=== YOUR INSTRUCTIONS ===
Output the records below as a Markdown table with a Row column numbering each line and a Text column holding that line, leaving out any blank lines.

=== DATA FOR PROCESSING ===
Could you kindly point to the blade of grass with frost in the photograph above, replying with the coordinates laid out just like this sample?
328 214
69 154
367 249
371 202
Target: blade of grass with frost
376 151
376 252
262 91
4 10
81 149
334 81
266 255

=== PROBLEM SOLUTION ===
| Row | Text |
|---|---|
| 1 | Could you kindly point to the blade of grass with frost in the photograph above, replying with the coordinates laid out just like this sample? |
| 2 | 328 214 |
| 3 | 69 154 |
| 4 | 367 249 |
| 5 | 371 202 |
| 6 | Target: blade of grass with frost |
| 7 | 376 151 |
| 8 | 376 252 |
| 9 | 262 91 |
| 10 | 4 10 |
| 11 | 81 149 |
| 12 | 334 81 |
| 13 | 266 255 |